* Begin *

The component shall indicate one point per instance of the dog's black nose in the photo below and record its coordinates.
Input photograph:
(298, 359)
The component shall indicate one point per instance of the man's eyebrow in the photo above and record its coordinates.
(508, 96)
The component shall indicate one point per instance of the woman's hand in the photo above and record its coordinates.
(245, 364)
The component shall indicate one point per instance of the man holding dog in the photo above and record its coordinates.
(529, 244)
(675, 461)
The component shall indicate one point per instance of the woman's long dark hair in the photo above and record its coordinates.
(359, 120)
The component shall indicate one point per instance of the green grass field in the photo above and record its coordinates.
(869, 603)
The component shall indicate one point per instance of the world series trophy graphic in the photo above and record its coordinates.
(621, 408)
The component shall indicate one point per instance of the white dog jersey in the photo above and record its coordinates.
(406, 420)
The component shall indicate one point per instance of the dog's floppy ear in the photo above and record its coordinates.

* End *
* Begin *

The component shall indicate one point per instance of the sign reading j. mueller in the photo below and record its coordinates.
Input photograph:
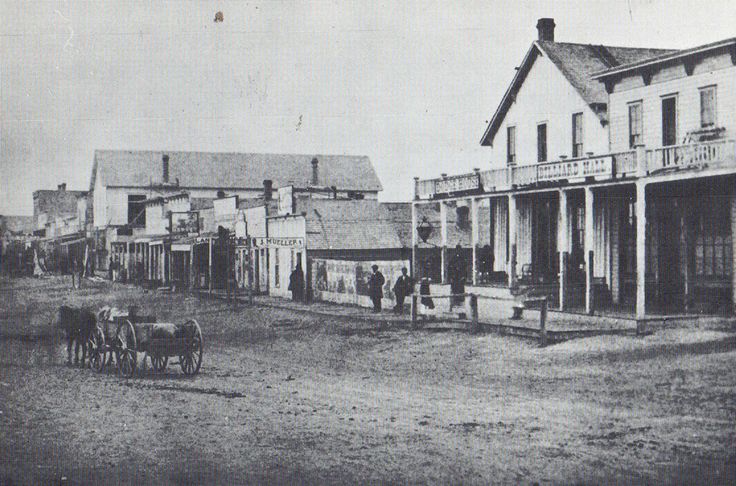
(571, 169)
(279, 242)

* End *
* Begin *

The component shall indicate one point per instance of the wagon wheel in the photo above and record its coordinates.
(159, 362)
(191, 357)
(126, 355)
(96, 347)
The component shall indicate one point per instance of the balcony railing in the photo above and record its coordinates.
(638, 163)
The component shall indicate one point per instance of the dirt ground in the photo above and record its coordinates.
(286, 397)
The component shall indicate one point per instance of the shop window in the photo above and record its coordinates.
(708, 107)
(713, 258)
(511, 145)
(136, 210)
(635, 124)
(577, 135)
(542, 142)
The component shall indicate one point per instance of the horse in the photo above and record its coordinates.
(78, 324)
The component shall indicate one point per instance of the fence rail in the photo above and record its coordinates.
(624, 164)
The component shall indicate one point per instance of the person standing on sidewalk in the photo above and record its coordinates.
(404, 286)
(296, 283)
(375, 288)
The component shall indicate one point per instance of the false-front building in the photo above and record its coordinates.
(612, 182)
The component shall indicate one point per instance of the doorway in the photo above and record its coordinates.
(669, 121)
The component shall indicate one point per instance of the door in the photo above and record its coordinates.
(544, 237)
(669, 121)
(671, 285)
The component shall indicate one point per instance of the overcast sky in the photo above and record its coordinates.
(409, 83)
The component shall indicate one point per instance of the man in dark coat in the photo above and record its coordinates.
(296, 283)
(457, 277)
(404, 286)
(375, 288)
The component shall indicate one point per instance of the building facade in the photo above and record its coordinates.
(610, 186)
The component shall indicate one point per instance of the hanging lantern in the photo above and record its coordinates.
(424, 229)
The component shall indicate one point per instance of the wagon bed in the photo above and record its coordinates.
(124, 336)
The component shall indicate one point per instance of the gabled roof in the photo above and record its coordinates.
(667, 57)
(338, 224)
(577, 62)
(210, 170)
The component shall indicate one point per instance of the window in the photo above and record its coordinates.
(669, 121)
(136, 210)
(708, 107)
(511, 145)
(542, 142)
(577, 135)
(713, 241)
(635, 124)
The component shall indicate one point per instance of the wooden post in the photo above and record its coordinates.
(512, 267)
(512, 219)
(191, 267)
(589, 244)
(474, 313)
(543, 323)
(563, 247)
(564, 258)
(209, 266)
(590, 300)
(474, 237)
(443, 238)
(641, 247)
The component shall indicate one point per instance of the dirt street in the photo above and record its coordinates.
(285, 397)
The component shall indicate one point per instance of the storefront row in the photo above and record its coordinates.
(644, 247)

* End *

## The request
From the entries above, extract every line that contains the string "dirt". Case counts.

## Task output
The component shall indicate one point per instance of the dirt ground in the photo above and record its coordinates.
The component shall indicate one point per instance of the dirt street in the photo above and record its coordinates.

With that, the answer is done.